** Opening Exercise inputs block **

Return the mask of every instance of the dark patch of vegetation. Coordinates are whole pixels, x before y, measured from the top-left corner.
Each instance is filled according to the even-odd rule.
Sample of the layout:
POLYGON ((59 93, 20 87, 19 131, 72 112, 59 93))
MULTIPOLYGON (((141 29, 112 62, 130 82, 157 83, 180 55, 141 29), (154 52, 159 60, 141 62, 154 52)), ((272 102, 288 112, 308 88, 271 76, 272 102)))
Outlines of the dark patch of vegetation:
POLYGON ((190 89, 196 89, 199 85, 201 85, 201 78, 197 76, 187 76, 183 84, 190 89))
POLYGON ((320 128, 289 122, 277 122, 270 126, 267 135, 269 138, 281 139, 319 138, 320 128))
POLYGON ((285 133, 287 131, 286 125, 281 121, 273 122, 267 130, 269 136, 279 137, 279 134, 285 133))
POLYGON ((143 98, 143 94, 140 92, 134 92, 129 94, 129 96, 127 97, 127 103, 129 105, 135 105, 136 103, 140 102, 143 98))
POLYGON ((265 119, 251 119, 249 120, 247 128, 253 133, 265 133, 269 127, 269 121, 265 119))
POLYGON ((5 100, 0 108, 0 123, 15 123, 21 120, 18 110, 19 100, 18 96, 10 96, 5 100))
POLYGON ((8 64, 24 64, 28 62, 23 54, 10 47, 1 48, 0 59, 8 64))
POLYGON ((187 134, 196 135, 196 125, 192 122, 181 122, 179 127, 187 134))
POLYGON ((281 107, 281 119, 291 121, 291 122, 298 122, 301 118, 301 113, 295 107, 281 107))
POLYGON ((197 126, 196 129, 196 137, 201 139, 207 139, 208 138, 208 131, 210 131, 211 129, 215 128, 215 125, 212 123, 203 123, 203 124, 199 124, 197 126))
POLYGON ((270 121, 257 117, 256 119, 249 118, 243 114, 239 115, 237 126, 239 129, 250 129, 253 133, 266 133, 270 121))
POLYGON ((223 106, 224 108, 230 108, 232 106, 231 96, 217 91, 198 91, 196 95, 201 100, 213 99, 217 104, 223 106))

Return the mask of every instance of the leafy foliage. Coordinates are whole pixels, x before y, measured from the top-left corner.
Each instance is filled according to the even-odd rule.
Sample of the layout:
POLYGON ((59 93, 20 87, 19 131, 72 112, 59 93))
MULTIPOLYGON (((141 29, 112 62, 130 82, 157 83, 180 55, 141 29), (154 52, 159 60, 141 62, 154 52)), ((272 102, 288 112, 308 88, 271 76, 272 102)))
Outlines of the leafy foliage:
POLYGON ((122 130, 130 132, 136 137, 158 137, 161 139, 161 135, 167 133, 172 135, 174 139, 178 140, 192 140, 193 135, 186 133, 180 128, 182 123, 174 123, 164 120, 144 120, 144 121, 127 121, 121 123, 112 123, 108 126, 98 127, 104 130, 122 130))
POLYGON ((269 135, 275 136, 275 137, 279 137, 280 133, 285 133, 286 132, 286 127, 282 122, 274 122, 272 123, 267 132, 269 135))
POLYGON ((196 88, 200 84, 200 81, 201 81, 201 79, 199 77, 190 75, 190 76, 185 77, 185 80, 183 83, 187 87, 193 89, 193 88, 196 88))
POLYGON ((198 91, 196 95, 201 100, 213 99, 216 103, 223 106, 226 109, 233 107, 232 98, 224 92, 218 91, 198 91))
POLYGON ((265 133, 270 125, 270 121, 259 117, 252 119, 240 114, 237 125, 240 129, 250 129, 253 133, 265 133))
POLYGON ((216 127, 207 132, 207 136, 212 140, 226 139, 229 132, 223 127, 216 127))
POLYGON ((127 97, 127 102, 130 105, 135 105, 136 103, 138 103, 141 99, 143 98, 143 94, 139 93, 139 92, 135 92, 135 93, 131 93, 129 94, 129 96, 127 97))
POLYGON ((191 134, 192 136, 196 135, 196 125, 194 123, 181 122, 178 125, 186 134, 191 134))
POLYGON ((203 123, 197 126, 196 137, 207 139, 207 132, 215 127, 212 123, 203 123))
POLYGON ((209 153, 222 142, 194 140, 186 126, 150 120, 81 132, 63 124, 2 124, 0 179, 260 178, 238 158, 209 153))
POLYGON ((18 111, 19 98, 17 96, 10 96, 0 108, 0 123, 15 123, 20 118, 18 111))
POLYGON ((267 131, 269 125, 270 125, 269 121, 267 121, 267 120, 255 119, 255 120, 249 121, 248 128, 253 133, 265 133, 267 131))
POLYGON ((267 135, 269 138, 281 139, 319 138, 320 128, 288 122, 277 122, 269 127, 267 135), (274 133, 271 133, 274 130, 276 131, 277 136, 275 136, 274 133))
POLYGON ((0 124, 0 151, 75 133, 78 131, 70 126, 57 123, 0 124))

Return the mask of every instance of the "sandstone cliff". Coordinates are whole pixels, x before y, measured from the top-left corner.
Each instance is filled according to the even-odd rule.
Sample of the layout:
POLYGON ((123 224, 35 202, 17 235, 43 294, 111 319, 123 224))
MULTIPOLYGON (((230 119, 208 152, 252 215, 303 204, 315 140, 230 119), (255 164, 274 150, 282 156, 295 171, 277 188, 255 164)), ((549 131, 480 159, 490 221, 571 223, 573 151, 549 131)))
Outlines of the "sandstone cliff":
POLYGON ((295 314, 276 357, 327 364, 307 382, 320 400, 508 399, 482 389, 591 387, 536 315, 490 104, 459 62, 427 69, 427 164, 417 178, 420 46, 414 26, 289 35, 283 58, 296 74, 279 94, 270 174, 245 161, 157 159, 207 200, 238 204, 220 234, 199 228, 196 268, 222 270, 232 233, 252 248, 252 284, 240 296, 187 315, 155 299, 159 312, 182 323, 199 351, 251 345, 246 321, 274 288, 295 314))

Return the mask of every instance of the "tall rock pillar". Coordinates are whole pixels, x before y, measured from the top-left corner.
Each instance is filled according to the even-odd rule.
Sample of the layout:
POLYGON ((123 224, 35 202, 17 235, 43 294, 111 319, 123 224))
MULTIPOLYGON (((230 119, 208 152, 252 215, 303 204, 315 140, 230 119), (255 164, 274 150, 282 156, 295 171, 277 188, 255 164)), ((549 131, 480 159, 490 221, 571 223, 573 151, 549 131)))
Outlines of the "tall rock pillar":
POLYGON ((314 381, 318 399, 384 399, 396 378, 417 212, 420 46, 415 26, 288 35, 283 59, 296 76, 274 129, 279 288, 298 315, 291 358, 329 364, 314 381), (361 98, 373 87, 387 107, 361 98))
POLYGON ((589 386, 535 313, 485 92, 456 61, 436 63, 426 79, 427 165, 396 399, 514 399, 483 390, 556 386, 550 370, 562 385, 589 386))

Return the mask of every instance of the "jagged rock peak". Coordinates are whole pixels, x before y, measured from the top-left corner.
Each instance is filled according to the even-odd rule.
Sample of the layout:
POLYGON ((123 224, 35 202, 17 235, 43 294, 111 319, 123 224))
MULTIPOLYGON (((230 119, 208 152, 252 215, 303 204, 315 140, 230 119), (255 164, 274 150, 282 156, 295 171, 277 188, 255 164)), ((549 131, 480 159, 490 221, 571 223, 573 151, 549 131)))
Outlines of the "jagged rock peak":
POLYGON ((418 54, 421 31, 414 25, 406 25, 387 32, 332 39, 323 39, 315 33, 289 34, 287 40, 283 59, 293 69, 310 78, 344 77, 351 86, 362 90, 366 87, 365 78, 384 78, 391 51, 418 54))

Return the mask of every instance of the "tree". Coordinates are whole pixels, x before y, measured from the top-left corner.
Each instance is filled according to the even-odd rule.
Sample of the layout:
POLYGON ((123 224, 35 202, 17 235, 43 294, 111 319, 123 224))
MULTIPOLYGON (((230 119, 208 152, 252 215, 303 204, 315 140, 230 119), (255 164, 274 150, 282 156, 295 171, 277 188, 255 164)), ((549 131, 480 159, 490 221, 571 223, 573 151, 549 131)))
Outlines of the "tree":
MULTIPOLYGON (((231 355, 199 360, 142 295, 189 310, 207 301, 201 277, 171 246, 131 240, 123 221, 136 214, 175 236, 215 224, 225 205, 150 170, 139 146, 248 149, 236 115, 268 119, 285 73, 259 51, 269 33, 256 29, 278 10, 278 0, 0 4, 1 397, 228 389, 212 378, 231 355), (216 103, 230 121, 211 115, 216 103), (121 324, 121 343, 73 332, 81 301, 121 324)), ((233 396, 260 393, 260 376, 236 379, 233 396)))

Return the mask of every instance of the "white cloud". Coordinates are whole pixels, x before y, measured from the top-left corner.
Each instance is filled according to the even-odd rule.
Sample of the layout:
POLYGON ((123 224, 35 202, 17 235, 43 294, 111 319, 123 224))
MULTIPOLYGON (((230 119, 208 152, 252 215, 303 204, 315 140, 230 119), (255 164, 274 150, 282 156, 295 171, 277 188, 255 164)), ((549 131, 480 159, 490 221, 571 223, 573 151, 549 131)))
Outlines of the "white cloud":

** Closing Exercise inputs block **

Task statement:
Find the word "white" in the data and copy out each line where it turns up.

Answer to this exercise:
Return the mask of every instance of the "white cloud". Coordinates are whole pixels, x before y, measured from the top-left corner.
Outlines of the "white cloud":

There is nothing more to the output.